● **PAGE EXCERPT**:
=-=-=-=-=
Furthermore, the crossing of the emitted rays cause a centre spot
to show up on the detector which may be displayed on the screen,
thereby providing a visual control when the probe gets close to a
surface, for example the tympanic membrane.
[0011] Since the radiation is directed to the cavity at an acute
angle, i.e. an angle larger than 0.degree. and smaller than
90.degree., the distance measurement is performed at a location of
the cavity wall that lies at an angle in front of the probe,
thereby allowing measurements to be taken even at positions close
to the end wall of the cavity or of a constriction/narrowing of the
cavity. In particular, the apparatus provides measurements of
distances both of a circumferential surface relative to the
direction of insertion as well as distances to the end wall in a
single mode of operation. When measuring narrow cavities such as
the ear canal where movement of the probe is restricted to a
longitudinal movement along a direction of insertion, this may be
of particular advantage.
[0012] It is a further advantage that the measurement is not
impaired by additional light beams used for position monitoring of
the probe.
[0013] Embodiments of the apparatus described herein use
electromagnetic radiation such as light to determine the distance
from the tip of the probe to the internal wall of the cavity. Based
on a determined position of the probe, this information may be used
to generate information about the shape of the cavity. In some
embodiments, e.g. when the cavity walls are human skin, e.g. in the
case of a human ear canal, it may be advantageous to use light in
the wavelength range of approximately 400-700 nm, even though
electromagnetic radiation in other wavelength ranges may be
suitable, e.g. visible light, infra-red light, ultra-violet light,
or other parts of the electromagnetic spectrum. Different
wavelength ranges may be suitable depending on the material of the
cavity walls. The wavelength range between 400-600 nm is especially
suitable for measuring the ear canal, because of the optical
properties of skin, e.g. the light penetration is lower in this
range.
[0014] During use of the apparatus, the inside of the cavity need
not be touched during measurement, and this is advantageous for at
least two reasons. Firstly, the internal surface of the cavity may
be very sensitive, as is e.g. the case for the ear canal such that
touching thereof may be unpleasant for the patient. Secondly, the
cavity may deform when touched, and this might disturb the measured
distance values and thereby corrupt the obtained data model.
=-=-=-=-=
● **SOURCE MATERIAL**:
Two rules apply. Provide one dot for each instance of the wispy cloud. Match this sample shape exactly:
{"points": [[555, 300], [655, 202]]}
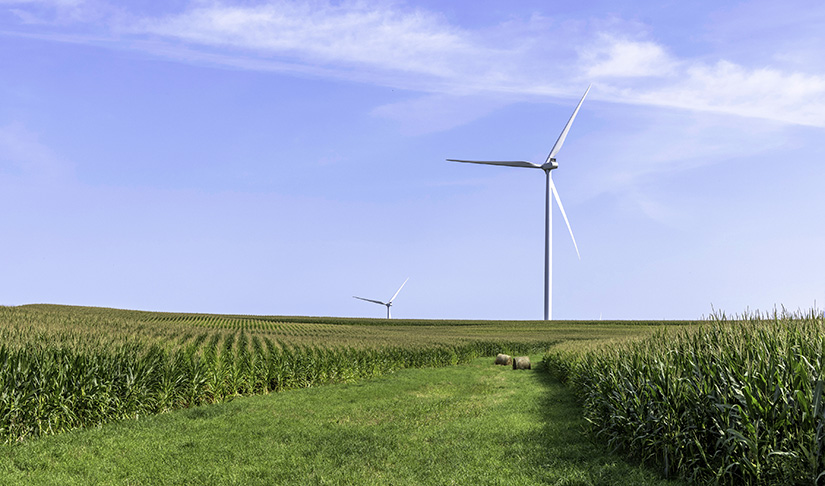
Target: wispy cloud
{"points": [[24, 157], [394, 44]]}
=-=-=-=-=
● **TASKS AND EXERCISES**:
1. Translate this sentence from the probe excerpt into Spanish: "Different wavelength ranges may be suitable depending on the material of the cavity walls."
2. According to the probe excerpt, which wavelength range is especially suitable for measuring the ear canal?
3. Proceed with the probe excerpt, picking up after its last sentence.
The listing has no connection to the probe excerpt.

● **TASK ANSWERS**:
1. Diferentes rangos de longitud de onda pueden ser adecuados según el material de las paredes de la cavidad.

2. The range between 400 and 600 nm.

3.
[0015] The acute angle may be selected to be larger than 0.degree.
and smaller than 90.degree.. Larger angles, as measured between the
light beam and the direction of insertion--for example angles
larger than 20.degree., such as larger than 30.degree., e.g. larger
than 40.degree.--generally provide a higher resolution of the
distance measurement. Smaller angles on the other hand, for example
angles smaller than 80.degree. such as smaller than 70.degree. e.g.
smaller than 60.degree., avoid a limitation of the area in front of
the probe in which measurements can be performed. Such smaller
angles prevent the emitted radiation from being obstructed by
protruding parts of the tip of the probe, e.g. by protruding
features of a light-emitting lens. The choice of a particular angle
may further depend on the size of the probe and the expected
typical dimensions of the cavities to be measured.
[0016] When the radiation directing means is adapted to direct a
plurality of beams of radiation from the distal end portion to
respective locations on the internal surface, the distance to a
plurality of points on the internal surface can be measured
simultaneously, thus reducing the time required for a complete
mapping of the surface.
[0017] The direction of insertion may be defined by the shape of
the probe and/or the position of the radiation directing means at
the insertable end portion. In some embodiments, the direction of
insertion is substantially parallel to the optical axis of the
radiation direction means and/or the radiation receiving means. In
some embodiments, the probe defines a longitudinal axis projecting
out of the end portion along the direction of insertion. When the
probe has an elongated shape, e.g. a rod, it is particularly
suitable for insertion into a narrow cavity such as an ear canal or
other tubular or canal-like cavity.
[0018] It is an advantage of the apparatus and method described
herein that it allows obtaining geometrical data of surfaces of
narrow passages even when such a narrow passage has a diameter
smaller than the diameter of the probe.
[0019] The radiation detecting means may comprise an array of light
sensitive elements such as CCD elements, thereby providing a
location-sensitive detection of the reflected light.
[0020] In one embodiment, the apparatus includes a radiation
receiving element, e.g. a lens or lens system, for receiving the
reflected radiation and directing it on the radiation detecting
means. In particular, when the radiation receiving element directs
the received radiation to different positions of the radiation
detecting element responsive to the incident angle, the incident
angle of the received radiation can be easily determined from
corresponding position coordinates of the detected radiation by the
radiation detecting means.
[0021] When the distal end portion includes a lens having a
peripheral portion for directing the radiation to the at least one
location, and a central portion for receiving the reflected
radiation, a particularly compact probe is provided having an end
portion that combines emission and reception of radiation in an
efficient way.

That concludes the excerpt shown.